> [CHALLENGE]: Please output the lines shown below exactly as they appear.

> [DATA PROVIDED]:
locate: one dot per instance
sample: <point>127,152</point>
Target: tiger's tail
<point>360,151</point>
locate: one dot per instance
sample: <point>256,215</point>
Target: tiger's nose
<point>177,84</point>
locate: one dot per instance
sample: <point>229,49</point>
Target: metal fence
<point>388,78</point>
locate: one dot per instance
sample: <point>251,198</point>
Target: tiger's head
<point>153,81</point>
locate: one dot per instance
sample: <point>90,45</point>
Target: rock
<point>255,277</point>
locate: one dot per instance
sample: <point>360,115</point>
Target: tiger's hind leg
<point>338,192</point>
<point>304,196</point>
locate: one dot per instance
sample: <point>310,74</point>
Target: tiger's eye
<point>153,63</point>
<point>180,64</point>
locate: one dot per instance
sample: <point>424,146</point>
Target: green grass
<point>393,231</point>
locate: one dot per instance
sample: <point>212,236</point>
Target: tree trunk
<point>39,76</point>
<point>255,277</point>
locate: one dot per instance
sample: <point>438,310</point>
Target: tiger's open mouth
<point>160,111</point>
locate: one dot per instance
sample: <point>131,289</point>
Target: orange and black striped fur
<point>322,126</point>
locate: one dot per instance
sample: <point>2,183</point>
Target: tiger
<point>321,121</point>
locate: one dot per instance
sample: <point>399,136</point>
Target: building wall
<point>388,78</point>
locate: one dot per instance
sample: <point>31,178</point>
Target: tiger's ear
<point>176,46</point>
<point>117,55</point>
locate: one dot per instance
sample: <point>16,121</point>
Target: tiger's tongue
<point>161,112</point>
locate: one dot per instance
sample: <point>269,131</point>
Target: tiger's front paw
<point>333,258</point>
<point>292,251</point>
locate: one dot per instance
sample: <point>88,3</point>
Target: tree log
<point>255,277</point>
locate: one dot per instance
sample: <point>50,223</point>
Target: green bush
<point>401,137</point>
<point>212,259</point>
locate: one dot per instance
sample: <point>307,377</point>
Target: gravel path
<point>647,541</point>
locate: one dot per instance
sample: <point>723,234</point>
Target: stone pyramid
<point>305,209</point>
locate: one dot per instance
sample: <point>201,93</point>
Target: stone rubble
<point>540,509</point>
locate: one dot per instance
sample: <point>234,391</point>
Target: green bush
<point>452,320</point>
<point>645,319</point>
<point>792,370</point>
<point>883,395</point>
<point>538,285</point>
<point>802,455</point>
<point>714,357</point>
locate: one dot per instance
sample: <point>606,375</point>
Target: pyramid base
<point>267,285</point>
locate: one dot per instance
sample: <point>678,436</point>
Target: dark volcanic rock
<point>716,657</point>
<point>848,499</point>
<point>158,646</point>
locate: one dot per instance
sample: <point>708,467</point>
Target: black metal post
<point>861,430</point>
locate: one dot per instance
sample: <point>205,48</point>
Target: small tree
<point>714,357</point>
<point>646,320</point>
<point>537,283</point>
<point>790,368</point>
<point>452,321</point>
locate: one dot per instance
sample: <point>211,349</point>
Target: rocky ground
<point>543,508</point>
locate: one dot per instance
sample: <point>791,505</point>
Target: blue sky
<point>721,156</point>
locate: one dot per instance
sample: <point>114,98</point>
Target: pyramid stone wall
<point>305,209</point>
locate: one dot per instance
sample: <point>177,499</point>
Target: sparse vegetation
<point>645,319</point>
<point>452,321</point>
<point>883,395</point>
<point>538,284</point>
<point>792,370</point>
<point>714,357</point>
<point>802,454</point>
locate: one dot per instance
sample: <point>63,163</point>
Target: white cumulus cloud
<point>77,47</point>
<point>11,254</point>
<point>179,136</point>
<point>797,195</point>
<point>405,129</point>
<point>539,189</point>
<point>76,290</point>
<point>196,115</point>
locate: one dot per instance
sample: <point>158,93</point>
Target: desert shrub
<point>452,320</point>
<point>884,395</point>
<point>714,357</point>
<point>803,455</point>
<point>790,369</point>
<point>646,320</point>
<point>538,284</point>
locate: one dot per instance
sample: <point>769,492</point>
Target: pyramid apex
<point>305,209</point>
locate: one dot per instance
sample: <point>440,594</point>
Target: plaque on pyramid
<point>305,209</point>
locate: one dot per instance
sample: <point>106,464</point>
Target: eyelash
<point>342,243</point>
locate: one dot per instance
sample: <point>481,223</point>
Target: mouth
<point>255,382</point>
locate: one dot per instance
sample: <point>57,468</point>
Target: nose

> [REPLY]:
locate: one dot per instance
sample: <point>127,152</point>
Target: tiger's tail
<point>360,151</point>
locate: one dot per instance
sample: <point>256,215</point>
Target: tiger's nose
<point>177,84</point>
locate: one dot per instance
sample: <point>229,49</point>
Target: metal fence
<point>388,78</point>
locate: one dot per instance
sample: <point>251,198</point>
Target: tiger's head
<point>153,81</point>
locate: one dot per instance
sample: <point>90,45</point>
Target: rock
<point>255,277</point>
locate: one dot per instance
sample: <point>360,115</point>
Target: tiger's hind leg
<point>338,192</point>
<point>304,196</point>
locate: one dot per instance
sample: <point>310,74</point>
Target: tiger's eye
<point>153,63</point>
<point>180,64</point>
locate: one dot per instance
sample: <point>424,146</point>
Target: green grass
<point>393,231</point>
locate: one dot per instance
sample: <point>212,236</point>
Target: tree trunk
<point>39,76</point>
<point>255,277</point>
locate: one dot per instance
sample: <point>438,310</point>
Target: tiger's open mouth
<point>160,111</point>
locate: one dot per instance
sample: <point>131,289</point>
Target: orange and black striped fur
<point>322,126</point>
locate: one dot per instance
sample: <point>2,183</point>
Target: tiger
<point>321,121</point>
locate: one dot per instance
sample: <point>399,136</point>
Target: building wall
<point>388,78</point>
locate: one dot per instance
sample: <point>31,178</point>
Target: tiger's ear
<point>176,46</point>
<point>117,55</point>
locate: one dot per instance
sample: <point>16,121</point>
Target: tiger's tongue
<point>161,112</point>
locate: one dot per instance
sample: <point>269,131</point>
Target: tiger's front paw
<point>333,258</point>
<point>292,251</point>
locate: one dot per instance
sample: <point>88,3</point>
Target: tree log
<point>255,277</point>
locate: one dot per instance
sample: <point>50,223</point>
Target: green bush
<point>401,137</point>
<point>212,259</point>
locate: one dot per instance
sample: <point>307,377</point>
Target: gravel path
<point>647,541</point>
locate: one dot per instance
sample: <point>723,234</point>
Target: stone pyramid
<point>305,209</point>
locate: one dot per instance
sample: <point>201,93</point>
Target: stone rubble
<point>540,509</point>
locate: one dot per instance
sample: <point>234,391</point>
Target: green bush
<point>452,320</point>
<point>645,319</point>
<point>792,370</point>
<point>883,395</point>
<point>538,285</point>
<point>802,455</point>
<point>714,357</point>
locate: one dot per instance
sample: <point>606,375</point>
Target: pyramid base
<point>267,285</point>
locate: one dot per instance
sample: <point>678,436</point>
Target: dark volcanic rock
<point>716,657</point>
<point>848,499</point>
<point>158,646</point>
locate: one dot per instance
sample: <point>708,467</point>
Target: black metal post
<point>861,430</point>
locate: one dot per instance
sample: <point>205,48</point>
Target: small tree
<point>714,357</point>
<point>646,320</point>
<point>537,283</point>
<point>790,368</point>
<point>452,321</point>
locate: one dot per instance
sample: <point>211,349</point>
Target: rocky ground
<point>543,508</point>
locate: one dot per instance
sample: <point>791,505</point>
Target: blue sky
<point>721,156</point>
locate: one dot per instance
sample: <point>114,98</point>
Target: pyramid stone wall
<point>305,209</point>
locate: one dot per instance
sample: <point>177,499</point>
Target: sparse vegetation
<point>645,319</point>
<point>452,321</point>
<point>883,395</point>
<point>538,284</point>
<point>792,370</point>
<point>714,357</point>
<point>802,454</point>
locate: one dot per instance
sample: <point>63,163</point>
Target: white cumulus cloud
<point>77,47</point>
<point>11,254</point>
<point>179,136</point>
<point>797,195</point>
<point>405,129</point>
<point>539,189</point>
<point>76,290</point>
<point>196,115</point>
locate: one dot per instance
sample: <point>158,93</point>
Target: desert shrub
<point>452,320</point>
<point>884,395</point>
<point>714,357</point>
<point>803,455</point>
<point>790,369</point>
<point>646,320</point>
<point>538,284</point>
locate: one dot per instance
sample: <point>769,492</point>
Target: pyramid apex
<point>305,209</point>
locate: one dot per instance
sample: <point>440,594</point>
Target: plaque on pyramid
<point>305,209</point>
locate: one dot per instance
sample: <point>106,464</point>
Target: eyelash
<point>342,243</point>
locate: one dot per instance
sample: <point>481,223</point>
Target: mouth
<point>255,382</point>
locate: one dot per instance
sample: <point>57,468</point>
Target: nose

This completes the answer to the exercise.